▶ _TEXT_
Vudu, a Silicon Valley company with big ambitions, is positioning its new set-top movie box as the ultimate in convenience. 5000 movies. 25 studios and distributors providing content. A 5-button remote. 1 couch. 0 waiting.
With Vudu, I no longer have to drive to the local Blockbuster, only to find that the movie I want to watch is not in stock. I don’t have to wait for the mailman to deliver my next film from Netflix. I don’t have to rummage through lean video-on-demand and pay-per-view offerings, only to find there’s nothing worth watching.
Which is why the thought of watching nearly any movie, when I want to watch it, is so intoxicating. Maybe, I thought, the Vudu set-top box and movie service would be so compelling that I could get rid of Netflix and Blockbuster memberships.
I had to try it. After using Vudu for just over a week, this is what I discovered.
Requirements
Vudu’s set-top box costs $400 and is now available at Vudu and will be sold eventually through Amazon. It’s a handsome 4-pound box, about 7 by 9 inches, that connects to your TV and the Internet — not unlike the AppleTV. Its 250 GB hard drive provides ample space to hold 100 full-length movies.
But before you purchase Vudu, there are two requirements that must be met.
First, test the speed of the Internet connection Vudu will use. For optimal performance, Vudu recommends a connection of 2 Mbps for instant playback. If the connection is between 1.2 and 2 Mbps your playback may be delayed; once the movie starts, however, you should not experience interruption. Vudu does not recommend a connection less than 1.2 Mbps.
Second, know your environment and how you’re going to connect Vudu to the Internet. What ticked me off is you need an Ethernet connection near your television. I live in an older home. I do not have an Ethernet connection next to my TV, nor do I want to install one. My AppleTV uses a wireless connection. Problem solved.

▶ _GIVEN INSTRUCTION_
Write out the review starting with "Which is why" and going on through "and Blockbuster memberships.", swapping "intoxicating" for "appealing". The material after this point comes from a separate source.

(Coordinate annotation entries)
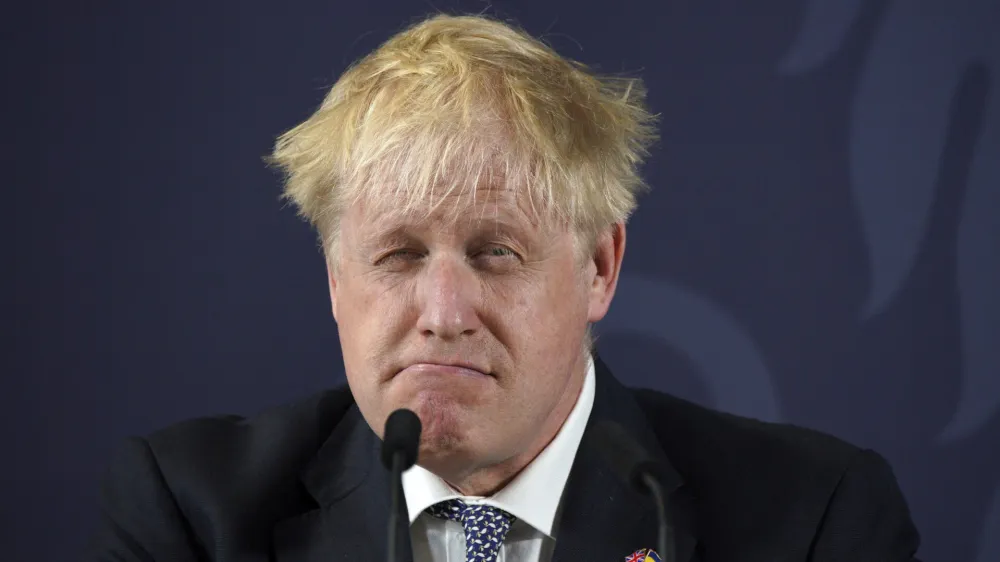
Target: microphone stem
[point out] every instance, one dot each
(395, 482)
(663, 548)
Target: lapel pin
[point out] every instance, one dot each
(643, 555)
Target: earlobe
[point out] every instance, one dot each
(332, 285)
(607, 258)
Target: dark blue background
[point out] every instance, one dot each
(822, 245)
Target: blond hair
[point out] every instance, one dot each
(454, 102)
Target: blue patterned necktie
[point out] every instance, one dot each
(485, 527)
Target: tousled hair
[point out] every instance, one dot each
(455, 103)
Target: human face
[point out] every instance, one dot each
(478, 324)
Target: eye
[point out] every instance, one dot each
(397, 257)
(496, 252)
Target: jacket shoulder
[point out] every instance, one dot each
(246, 463)
(700, 439)
(755, 482)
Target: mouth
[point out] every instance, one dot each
(447, 369)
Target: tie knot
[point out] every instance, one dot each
(458, 510)
(485, 526)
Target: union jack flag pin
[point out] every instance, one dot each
(643, 555)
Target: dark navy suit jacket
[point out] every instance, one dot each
(303, 483)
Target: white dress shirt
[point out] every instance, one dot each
(532, 497)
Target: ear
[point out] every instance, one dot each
(607, 263)
(332, 282)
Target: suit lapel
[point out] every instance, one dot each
(601, 518)
(352, 490)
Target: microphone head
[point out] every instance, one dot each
(626, 457)
(402, 435)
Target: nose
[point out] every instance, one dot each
(448, 294)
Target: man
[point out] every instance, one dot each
(471, 189)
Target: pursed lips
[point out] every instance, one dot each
(446, 368)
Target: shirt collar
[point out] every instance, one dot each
(533, 495)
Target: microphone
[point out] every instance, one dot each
(400, 443)
(637, 469)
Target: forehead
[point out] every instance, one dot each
(484, 205)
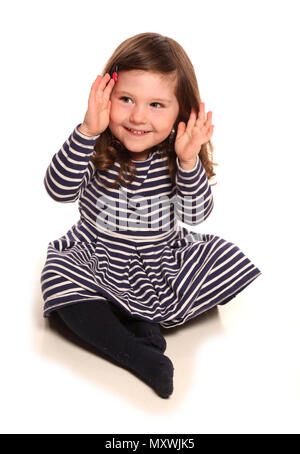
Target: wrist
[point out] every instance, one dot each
(86, 132)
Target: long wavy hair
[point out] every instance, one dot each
(159, 54)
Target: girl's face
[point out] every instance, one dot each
(142, 101)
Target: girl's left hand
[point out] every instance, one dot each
(198, 131)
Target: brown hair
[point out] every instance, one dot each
(159, 54)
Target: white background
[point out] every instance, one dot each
(236, 367)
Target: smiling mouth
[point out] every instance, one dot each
(136, 132)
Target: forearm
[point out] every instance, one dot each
(194, 199)
(70, 168)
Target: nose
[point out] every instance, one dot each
(138, 115)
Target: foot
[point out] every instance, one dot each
(153, 368)
(149, 333)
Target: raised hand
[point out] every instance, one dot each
(190, 138)
(96, 118)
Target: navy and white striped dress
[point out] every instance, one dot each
(128, 247)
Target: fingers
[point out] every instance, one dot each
(102, 86)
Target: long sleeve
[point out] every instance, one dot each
(194, 199)
(70, 169)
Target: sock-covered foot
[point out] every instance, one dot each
(149, 333)
(152, 366)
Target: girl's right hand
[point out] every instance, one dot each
(96, 118)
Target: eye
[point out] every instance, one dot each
(124, 97)
(158, 104)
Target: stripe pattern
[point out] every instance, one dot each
(128, 247)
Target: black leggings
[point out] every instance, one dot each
(135, 345)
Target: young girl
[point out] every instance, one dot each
(140, 160)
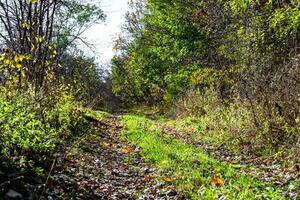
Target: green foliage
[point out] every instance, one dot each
(189, 168)
(35, 127)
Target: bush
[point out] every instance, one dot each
(33, 126)
(237, 125)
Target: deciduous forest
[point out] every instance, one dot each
(200, 101)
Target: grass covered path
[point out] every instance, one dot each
(101, 166)
(193, 172)
(132, 157)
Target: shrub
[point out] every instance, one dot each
(33, 126)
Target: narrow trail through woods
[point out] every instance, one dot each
(103, 167)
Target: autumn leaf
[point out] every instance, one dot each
(216, 181)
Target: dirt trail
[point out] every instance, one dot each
(103, 167)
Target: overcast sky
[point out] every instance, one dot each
(103, 34)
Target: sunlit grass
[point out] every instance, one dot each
(191, 170)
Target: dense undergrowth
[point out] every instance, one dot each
(233, 125)
(190, 169)
(34, 128)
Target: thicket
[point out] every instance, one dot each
(194, 57)
(44, 79)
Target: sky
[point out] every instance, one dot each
(102, 35)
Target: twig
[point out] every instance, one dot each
(52, 167)
(9, 181)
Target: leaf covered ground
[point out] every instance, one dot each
(101, 166)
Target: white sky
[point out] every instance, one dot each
(102, 35)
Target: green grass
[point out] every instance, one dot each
(97, 115)
(190, 168)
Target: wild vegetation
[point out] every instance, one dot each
(204, 96)
(232, 65)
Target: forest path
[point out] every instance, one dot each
(101, 166)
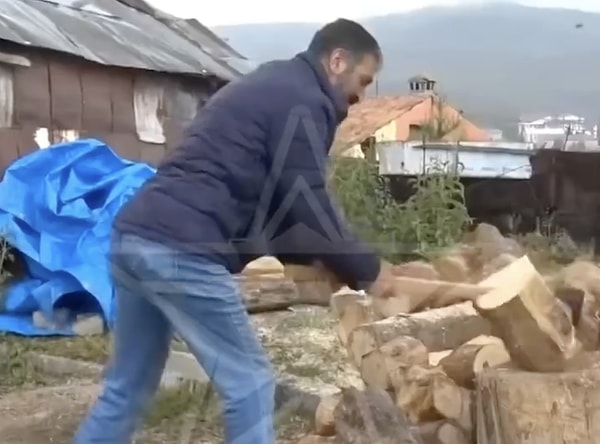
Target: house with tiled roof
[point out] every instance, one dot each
(403, 118)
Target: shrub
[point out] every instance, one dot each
(433, 218)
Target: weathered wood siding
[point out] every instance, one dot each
(47, 97)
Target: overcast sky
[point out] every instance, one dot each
(231, 12)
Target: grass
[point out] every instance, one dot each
(288, 343)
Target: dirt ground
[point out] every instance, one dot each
(38, 409)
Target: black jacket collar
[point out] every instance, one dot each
(339, 102)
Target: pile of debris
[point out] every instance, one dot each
(477, 347)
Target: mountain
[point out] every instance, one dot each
(494, 61)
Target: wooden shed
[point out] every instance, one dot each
(117, 70)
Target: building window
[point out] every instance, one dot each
(7, 99)
(45, 138)
(148, 105)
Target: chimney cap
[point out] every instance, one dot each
(422, 78)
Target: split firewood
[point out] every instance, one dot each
(580, 274)
(401, 352)
(588, 326)
(453, 267)
(439, 329)
(427, 394)
(497, 264)
(324, 422)
(442, 432)
(392, 306)
(370, 416)
(428, 293)
(274, 294)
(355, 314)
(573, 299)
(342, 299)
(469, 359)
(316, 439)
(490, 242)
(416, 269)
(265, 265)
(519, 407)
(436, 357)
(466, 420)
(534, 325)
(313, 282)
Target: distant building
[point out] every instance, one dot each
(537, 130)
(404, 118)
(496, 135)
(117, 70)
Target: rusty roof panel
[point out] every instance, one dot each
(111, 33)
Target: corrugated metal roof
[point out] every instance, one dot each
(111, 33)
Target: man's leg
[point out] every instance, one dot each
(204, 305)
(141, 337)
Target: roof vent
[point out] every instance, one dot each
(421, 84)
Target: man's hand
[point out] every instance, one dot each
(384, 286)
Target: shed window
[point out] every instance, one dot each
(148, 105)
(6, 96)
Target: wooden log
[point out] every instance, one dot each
(533, 324)
(427, 394)
(416, 269)
(588, 326)
(342, 299)
(370, 416)
(519, 407)
(265, 265)
(439, 329)
(388, 307)
(401, 352)
(452, 267)
(275, 294)
(429, 293)
(436, 357)
(316, 439)
(324, 421)
(442, 432)
(355, 314)
(469, 359)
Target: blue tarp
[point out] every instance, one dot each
(56, 207)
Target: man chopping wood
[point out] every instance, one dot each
(248, 180)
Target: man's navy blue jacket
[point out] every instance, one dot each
(249, 178)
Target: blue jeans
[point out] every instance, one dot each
(160, 291)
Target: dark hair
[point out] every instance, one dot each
(344, 34)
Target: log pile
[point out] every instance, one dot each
(476, 347)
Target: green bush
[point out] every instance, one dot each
(432, 219)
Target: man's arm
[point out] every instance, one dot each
(312, 228)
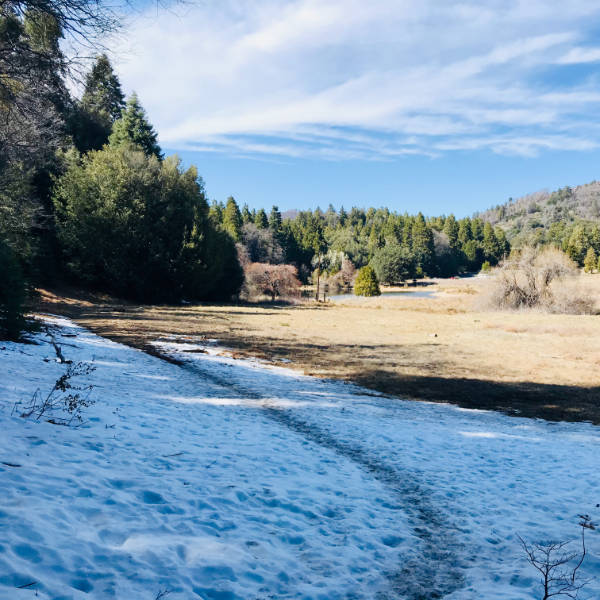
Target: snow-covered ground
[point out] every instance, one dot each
(225, 479)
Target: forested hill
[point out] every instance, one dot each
(565, 216)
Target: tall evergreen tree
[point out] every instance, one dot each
(232, 219)
(260, 220)
(451, 231)
(246, 215)
(275, 220)
(101, 105)
(133, 127)
(103, 94)
(422, 245)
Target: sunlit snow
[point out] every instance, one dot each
(226, 479)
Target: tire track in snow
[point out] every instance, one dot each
(435, 569)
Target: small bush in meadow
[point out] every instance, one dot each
(366, 283)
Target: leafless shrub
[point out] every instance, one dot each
(559, 566)
(343, 279)
(276, 281)
(261, 245)
(535, 278)
(64, 403)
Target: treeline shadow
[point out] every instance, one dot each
(521, 398)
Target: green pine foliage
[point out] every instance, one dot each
(133, 127)
(393, 264)
(590, 262)
(366, 283)
(148, 220)
(12, 294)
(232, 219)
(100, 106)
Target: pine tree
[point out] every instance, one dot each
(577, 245)
(451, 231)
(275, 220)
(422, 245)
(103, 95)
(260, 220)
(100, 106)
(366, 283)
(246, 215)
(133, 127)
(491, 248)
(591, 261)
(232, 219)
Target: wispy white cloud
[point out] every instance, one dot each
(340, 79)
(579, 55)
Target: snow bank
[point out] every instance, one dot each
(225, 479)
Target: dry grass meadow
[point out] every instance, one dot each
(443, 349)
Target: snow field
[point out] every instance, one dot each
(226, 479)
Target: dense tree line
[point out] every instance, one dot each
(397, 246)
(86, 195)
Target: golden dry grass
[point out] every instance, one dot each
(440, 349)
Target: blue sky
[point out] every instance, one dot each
(438, 106)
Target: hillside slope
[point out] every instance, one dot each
(532, 215)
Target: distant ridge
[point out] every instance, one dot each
(525, 217)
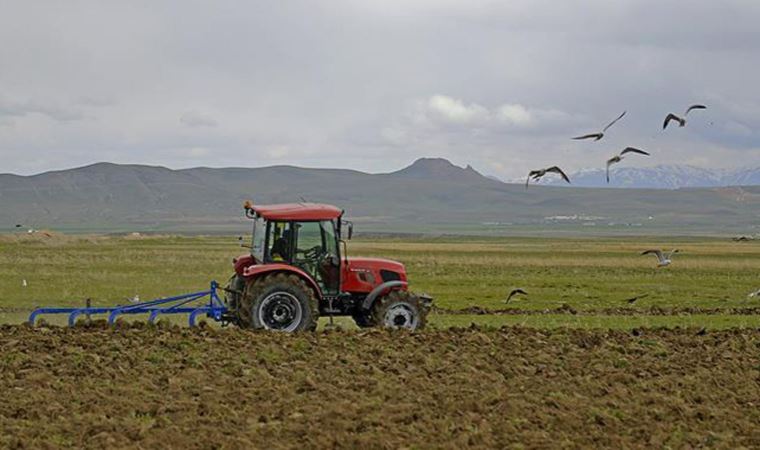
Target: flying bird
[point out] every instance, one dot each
(514, 292)
(537, 174)
(663, 259)
(632, 300)
(681, 120)
(599, 135)
(620, 156)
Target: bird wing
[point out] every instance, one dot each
(657, 253)
(670, 117)
(693, 107)
(633, 150)
(536, 174)
(559, 171)
(596, 136)
(614, 121)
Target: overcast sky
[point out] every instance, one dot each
(373, 85)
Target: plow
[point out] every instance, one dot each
(193, 304)
(296, 271)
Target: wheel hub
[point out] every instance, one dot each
(401, 316)
(280, 311)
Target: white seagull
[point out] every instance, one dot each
(599, 135)
(537, 174)
(620, 156)
(681, 120)
(664, 259)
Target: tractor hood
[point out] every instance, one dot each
(374, 264)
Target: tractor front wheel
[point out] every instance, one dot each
(400, 310)
(280, 302)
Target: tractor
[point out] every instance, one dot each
(298, 270)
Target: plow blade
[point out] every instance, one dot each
(193, 304)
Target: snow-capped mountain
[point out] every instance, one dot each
(661, 177)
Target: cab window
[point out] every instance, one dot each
(280, 242)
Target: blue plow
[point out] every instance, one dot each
(197, 303)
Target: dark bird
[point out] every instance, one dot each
(537, 174)
(620, 156)
(663, 259)
(633, 300)
(599, 135)
(515, 292)
(681, 120)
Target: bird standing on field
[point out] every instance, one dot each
(514, 292)
(620, 156)
(537, 174)
(663, 259)
(681, 120)
(599, 135)
(632, 300)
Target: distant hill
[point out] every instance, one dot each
(664, 177)
(429, 195)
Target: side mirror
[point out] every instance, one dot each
(242, 244)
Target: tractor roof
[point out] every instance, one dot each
(298, 211)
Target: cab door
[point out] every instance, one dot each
(316, 253)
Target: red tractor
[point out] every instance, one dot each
(297, 270)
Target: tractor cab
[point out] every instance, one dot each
(303, 235)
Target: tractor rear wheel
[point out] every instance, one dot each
(400, 310)
(280, 302)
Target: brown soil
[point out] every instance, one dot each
(170, 387)
(621, 311)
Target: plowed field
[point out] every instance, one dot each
(172, 387)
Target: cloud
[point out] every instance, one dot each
(455, 111)
(443, 111)
(11, 109)
(514, 114)
(194, 119)
(373, 85)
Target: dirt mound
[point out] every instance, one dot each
(156, 386)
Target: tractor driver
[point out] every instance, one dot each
(281, 247)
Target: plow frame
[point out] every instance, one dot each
(180, 304)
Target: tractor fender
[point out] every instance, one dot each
(259, 270)
(381, 289)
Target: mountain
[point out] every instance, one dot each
(431, 195)
(663, 177)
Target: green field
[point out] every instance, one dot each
(590, 276)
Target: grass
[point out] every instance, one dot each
(586, 274)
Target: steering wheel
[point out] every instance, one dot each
(313, 253)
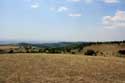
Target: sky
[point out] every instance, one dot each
(62, 20)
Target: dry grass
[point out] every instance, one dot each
(59, 68)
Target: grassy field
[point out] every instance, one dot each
(60, 68)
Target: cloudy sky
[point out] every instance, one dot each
(62, 20)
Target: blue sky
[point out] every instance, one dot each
(62, 20)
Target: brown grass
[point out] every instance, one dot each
(60, 68)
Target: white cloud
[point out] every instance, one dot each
(75, 14)
(111, 1)
(74, 0)
(35, 5)
(63, 8)
(59, 9)
(116, 21)
(88, 1)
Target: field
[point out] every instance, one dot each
(60, 68)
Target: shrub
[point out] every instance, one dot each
(90, 52)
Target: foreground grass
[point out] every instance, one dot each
(57, 68)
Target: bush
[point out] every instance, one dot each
(90, 52)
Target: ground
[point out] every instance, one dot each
(61, 68)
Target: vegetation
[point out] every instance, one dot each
(60, 68)
(90, 52)
(86, 48)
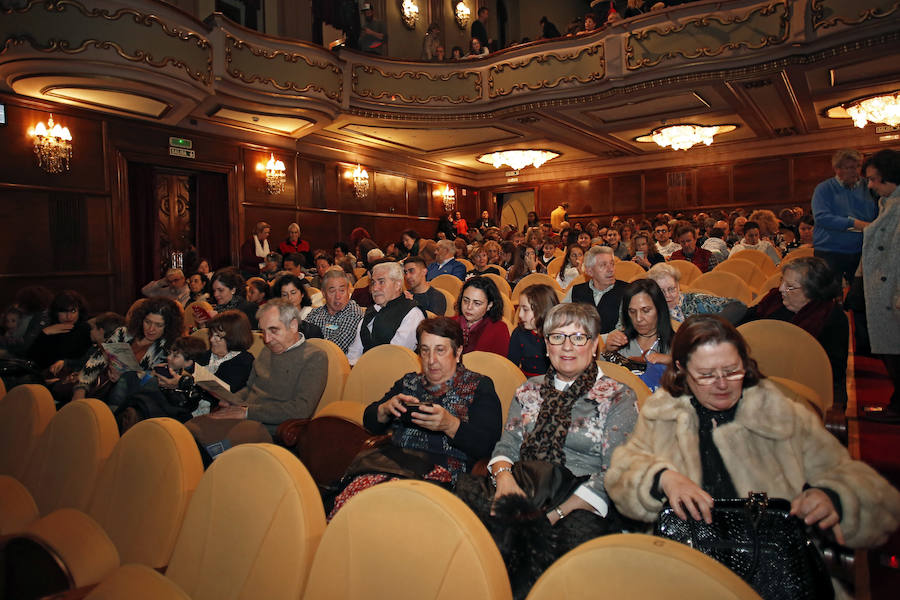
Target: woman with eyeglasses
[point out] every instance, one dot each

▶ _RESPONSE TO THIS EXERCISE_
Which is why the thought of watching nearly any movie, when I want to watch it, is so appealing. Maybe, I thought, the Vudu set-top box and movie service would be so compelling that I could get rid of Netflix and Blockbuster memberships.